Stored data: Begin

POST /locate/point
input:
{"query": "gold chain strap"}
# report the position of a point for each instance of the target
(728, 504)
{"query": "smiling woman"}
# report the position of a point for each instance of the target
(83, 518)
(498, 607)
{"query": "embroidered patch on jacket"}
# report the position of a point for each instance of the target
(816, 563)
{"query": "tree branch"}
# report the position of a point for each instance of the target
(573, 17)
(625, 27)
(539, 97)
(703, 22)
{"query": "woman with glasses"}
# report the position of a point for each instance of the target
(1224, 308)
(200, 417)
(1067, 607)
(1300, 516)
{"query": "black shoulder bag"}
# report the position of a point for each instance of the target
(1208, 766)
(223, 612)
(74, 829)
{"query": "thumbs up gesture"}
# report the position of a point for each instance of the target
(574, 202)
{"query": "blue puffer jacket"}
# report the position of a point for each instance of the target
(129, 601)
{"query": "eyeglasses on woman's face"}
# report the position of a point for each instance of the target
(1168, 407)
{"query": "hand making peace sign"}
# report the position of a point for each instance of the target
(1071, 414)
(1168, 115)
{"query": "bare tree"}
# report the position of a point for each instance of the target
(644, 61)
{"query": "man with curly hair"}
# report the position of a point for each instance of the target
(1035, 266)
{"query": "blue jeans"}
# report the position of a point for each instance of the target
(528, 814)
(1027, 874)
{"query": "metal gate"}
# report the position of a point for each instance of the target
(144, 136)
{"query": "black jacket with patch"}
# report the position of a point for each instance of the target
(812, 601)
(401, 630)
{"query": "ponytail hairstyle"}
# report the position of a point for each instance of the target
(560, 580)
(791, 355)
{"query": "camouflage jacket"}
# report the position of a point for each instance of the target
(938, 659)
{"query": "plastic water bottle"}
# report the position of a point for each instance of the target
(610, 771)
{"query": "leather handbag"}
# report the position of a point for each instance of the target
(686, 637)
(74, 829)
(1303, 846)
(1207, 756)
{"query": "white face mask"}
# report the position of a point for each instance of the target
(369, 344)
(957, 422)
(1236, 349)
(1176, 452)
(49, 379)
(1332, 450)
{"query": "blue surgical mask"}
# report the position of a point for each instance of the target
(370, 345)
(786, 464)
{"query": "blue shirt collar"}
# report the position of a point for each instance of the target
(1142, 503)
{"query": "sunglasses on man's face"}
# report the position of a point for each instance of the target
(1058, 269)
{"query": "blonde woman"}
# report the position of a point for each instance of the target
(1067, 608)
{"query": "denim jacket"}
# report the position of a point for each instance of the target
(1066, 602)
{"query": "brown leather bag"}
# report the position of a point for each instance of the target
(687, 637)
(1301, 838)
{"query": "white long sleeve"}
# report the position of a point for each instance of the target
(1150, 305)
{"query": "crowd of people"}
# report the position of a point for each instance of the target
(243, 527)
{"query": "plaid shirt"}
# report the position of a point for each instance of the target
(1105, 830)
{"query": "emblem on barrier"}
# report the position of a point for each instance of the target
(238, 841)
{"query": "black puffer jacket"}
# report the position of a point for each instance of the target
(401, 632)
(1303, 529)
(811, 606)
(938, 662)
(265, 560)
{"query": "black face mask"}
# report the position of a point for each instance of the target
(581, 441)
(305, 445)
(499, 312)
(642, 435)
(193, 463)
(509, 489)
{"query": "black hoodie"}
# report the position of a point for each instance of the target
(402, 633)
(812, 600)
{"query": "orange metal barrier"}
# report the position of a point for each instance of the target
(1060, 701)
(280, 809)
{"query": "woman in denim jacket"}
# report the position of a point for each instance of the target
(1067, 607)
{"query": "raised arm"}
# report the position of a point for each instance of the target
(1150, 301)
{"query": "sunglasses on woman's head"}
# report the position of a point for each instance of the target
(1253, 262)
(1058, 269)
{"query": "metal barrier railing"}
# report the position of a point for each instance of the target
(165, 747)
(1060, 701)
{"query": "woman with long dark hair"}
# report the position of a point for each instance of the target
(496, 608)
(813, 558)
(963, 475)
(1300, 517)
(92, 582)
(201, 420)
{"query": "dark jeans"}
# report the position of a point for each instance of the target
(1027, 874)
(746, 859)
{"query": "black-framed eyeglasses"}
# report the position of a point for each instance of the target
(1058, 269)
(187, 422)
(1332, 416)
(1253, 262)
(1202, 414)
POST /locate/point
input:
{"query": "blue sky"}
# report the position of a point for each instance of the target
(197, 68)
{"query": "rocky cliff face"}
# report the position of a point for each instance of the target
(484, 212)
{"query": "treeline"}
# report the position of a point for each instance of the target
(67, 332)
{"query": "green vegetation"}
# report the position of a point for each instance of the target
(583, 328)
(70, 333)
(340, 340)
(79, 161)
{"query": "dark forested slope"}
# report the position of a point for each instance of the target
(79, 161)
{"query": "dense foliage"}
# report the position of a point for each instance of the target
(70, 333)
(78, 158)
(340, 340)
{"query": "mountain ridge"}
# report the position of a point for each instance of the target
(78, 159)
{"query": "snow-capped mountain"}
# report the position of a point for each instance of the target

Stored data: End

* _What is expected_
Restate every record verbatim.

* _Your solution_
POST /locate/point
input:
{"query": "gold chain strap"}
# report the position of a point for each instance of the target
(728, 504)
{"query": "smiling woman"}
# report the position of a point for each instance of the target
(83, 518)
(498, 607)
{"query": "embroidered patch on jacket"}
# report the position of a point for each instance of the target
(816, 563)
{"query": "tree branch"}
# report the position of a point for each instance of the target
(573, 17)
(625, 27)
(539, 97)
(703, 22)
{"query": "woman with glasses"}
# report the position of a point for each instance of the target
(1224, 308)
(200, 417)
(1067, 607)
(1300, 516)
{"query": "black shoulder bag"}
# report the position of a point for each instance of the target
(1208, 766)
(223, 612)
(74, 829)
{"query": "thumbs up gesture"}
# report the position of a point for each instance of the target
(574, 202)
{"query": "blue puffer jacket"}
# report the position of a point for each instance of the target
(129, 601)
{"query": "eyeglasses on woman's face"}
# report the position of a point for each instance of the target
(1168, 407)
{"query": "hand making peace sign"}
# report the position of a point for each instance of the target
(1071, 414)
(1168, 115)
{"query": "bare tree"}
# report the position of a point for each instance of the target
(644, 61)
{"query": "man with curly hair"}
# report the position of a point for each instance of the target
(1035, 266)
{"query": "blue jeans"}
# report the position of a point for each instance of the target
(528, 814)
(1027, 874)
{"query": "metal gate"}
# report the position of a point for each instance of the target
(144, 136)
{"query": "black jacket with patch"}
# report the position of a point for each instance of the target
(812, 601)
(401, 630)
{"query": "ponytail hairstyle"}
# report the position of a point for each instance of the target
(560, 580)
(791, 355)
{"query": "camouflage jacket"}
# report the position of a point for each instance of the target
(938, 659)
{"query": "plastic water bottle"}
# report the position of a point for each instance of the target
(610, 771)
{"query": "leather handbag"}
# report the position of a point for each instance of the target
(686, 637)
(74, 829)
(1303, 846)
(1207, 756)
{"query": "white face mask"}
# report the position of a point for each instance of the target
(369, 344)
(957, 422)
(1236, 349)
(1176, 452)
(49, 379)
(1332, 450)
{"query": "blue surgical mask"}
# report the position of a point for each instance of the target
(370, 345)
(786, 464)
{"query": "blue shirt collar"}
# report the position of a point for each instance of the target
(1142, 503)
{"query": "sunglasses on man's face"}
# report the position of a point for each instance of the target
(1058, 269)
{"query": "blonde woman"}
# report the position of a point for each instance of the target
(1067, 608)
{"query": "denim jacket"}
# report the position of a point for each instance of the target
(1066, 602)
{"query": "brown leather bag"}
# report the position of a point for each instance of the target
(687, 637)
(1301, 838)
{"query": "white long sleeve"}
# report the position of a point for each instance of the target
(1150, 305)
{"query": "crowd of people"}
# report the position of a point for each instance of the target
(243, 527)
{"query": "plaid shirt"}
# report the position of a point for each instance of the target
(1105, 830)
{"query": "emblem on barrier"}
# report the position of a point for each instance of the target
(238, 841)
{"query": "black puffer jacket"}
# report the position of a point for each instance of the target
(401, 632)
(1303, 529)
(811, 606)
(938, 662)
(265, 560)
{"query": "black face mask"}
# report the position of a point for each instance of the target
(581, 441)
(305, 445)
(499, 312)
(642, 435)
(193, 463)
(509, 489)
{"query": "black hoodie"}
# report the position of a point for each instance of the target
(402, 633)
(812, 600)
{"query": "orange metal barrier"}
# report the position of a point for each instance of the target
(1060, 701)
(280, 809)
{"query": "woman in denim jacket"}
# report the position of a point for each instance of the target
(1067, 607)
{"query": "raised arm"}
# report the position of a point for each instance of the target
(1150, 301)
{"query": "sunglasses on woman's head"}
# report the position of a point for each instance of the target
(1253, 262)
(1058, 269)
{"query": "metal barrier railing"}
# report the position of a point for each instance of the target
(165, 747)
(1060, 701)
{"query": "woman with long dark hair"}
# report the position of a point for each instance of the target
(496, 608)
(813, 558)
(963, 475)
(1300, 517)
(92, 582)
(201, 420)
{"query": "dark jeans"}
# report the position of a point for each instance of the target
(1027, 874)
(746, 859)
{"query": "black-framed eyeglasses"}
# report the position of a point for each instance of the target
(1058, 269)
(187, 422)
(1332, 416)
(1253, 262)
(1202, 414)
POST /locate/point
input:
{"query": "blue sky"}
# report the position of a point for each instance of the target
(197, 68)
{"query": "rocky cliff face"}
# report the position of a point for each instance of the target
(484, 212)
{"query": "treeline"}
# report the position of a point for each instance of the target
(67, 332)
{"query": "green vegetation"}
# report the position of a point for each instance of the target
(583, 328)
(70, 333)
(340, 340)
(79, 161)
{"query": "dark forested slope"}
# report the position of a point for each instance of the target
(79, 161)
{"query": "dense foliage"}
# report the position of a point for each instance of the target
(70, 333)
(78, 158)
(340, 340)
{"query": "mountain ridge"}
# report the position of a point for each instance of the target
(78, 159)
{"query": "snow-capped mountain"}
# report the position of a point for each instance of the target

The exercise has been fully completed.